Given data =
++++++
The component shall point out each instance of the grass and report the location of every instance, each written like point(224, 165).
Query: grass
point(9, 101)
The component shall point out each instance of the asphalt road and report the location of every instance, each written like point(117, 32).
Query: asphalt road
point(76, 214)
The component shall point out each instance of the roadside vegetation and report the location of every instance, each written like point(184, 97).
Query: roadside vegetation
++++++
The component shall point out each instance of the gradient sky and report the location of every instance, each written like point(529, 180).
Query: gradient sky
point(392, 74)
++++++
What you should do = Working from the records above, find how many lines contain the string "shall" and answer with the bare number.

The completed task = 4